Como se explica essa mudança de cenário na parte oeste da Amazônia?
A piora na parte oeste tem a ver com com Roraima, Amazonas, Rondônia e Acre. O desmatamento começou em 2019, mas não vimos o efeito no ciclo do carbono naquele ano, fomos vê-lo em 2020. Esse pessoal quer fazer aquela região ser o Matopiba, mas vai faltar chuva. Não só para eles, porque vai afetar mais ainda o Pantanal, o Cerrado, o Sudeste, o Sul do país. As pessoas têm que entender que estamos num período em que a mudança climática está afetando tudo, porque a natureza é complexa. A visão do Brasil que eu tenho é a de um avião indo para o abismo. O piloto kamikaze, o capitão Bolsonaro, levando todo mundo para o abismo e o povo lá: “que friozinho na barriga, esse piloto é bom”.
O fato de a porção oeste ter se tornado fonte de emissões tem a ver com o surgimento da nova fronteira agrícola na região entre o leste do Acre, sul do Amazonas e norte de Rondônia, conhecida como Amacro (junção das siglas desses estados) e inspirada pelo Matopiba?
É esse projeto que está fazendo com que o lado oeste da Amazônia também vire fonte de emissões de CO2. Depois de tudo que aconteceu na Amazônia nesses dois anos [2019 e 2020], a gente viu as emissões de carbono dobrarem. Mas o problema não é só esse, quando a gente pensa na Amazônia, não pode só pensar no estoque de carbono. Na natureza, tudo está vinculado, uma coisa está ligada à outra. Aí você começa a ver a Amazônia como uma grande proteção contra as mudanças climáticas.
Poderia explicar como ela desempenha esse papel?

**Dados fornecidos**

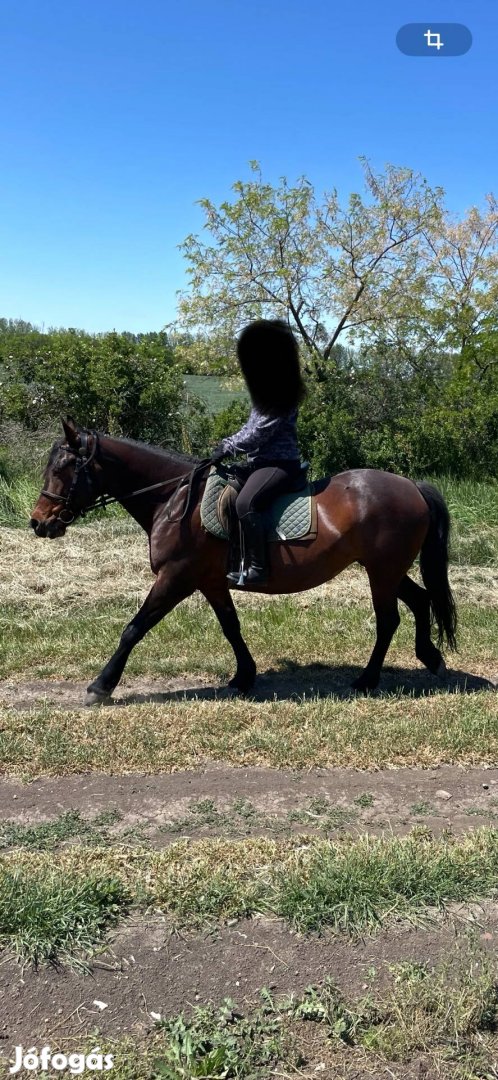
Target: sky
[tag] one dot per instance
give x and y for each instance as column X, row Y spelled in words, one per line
column 117, row 117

**Requisitos do exercício**
Devolva, sem nenhuma alteração, a parte do texto sobre as emissões na Amazônia que começa em "É esse projeto" e termina em "desempenha esse papel?".

**Resposta completa**
É esse projeto que está fazendo com que o lado oeste da Amazônia também vire fonte de emissões de CO2. Depois de tudo que aconteceu na Amazônia nesses dois anos [2019 e 2020], a gente viu as emissões de carbono dobrarem. Mas o problema não é só esse, quando a gente pensa na Amazônia, não pode só pensar no estoque de carbono. Na natureza, tudo está vinculado, uma coisa está ligada à outra. Aí você começa a ver a Amazônia como uma grande proteção contra as mudanças climáticas.
Poderia explicar como ela desempenha esse papel?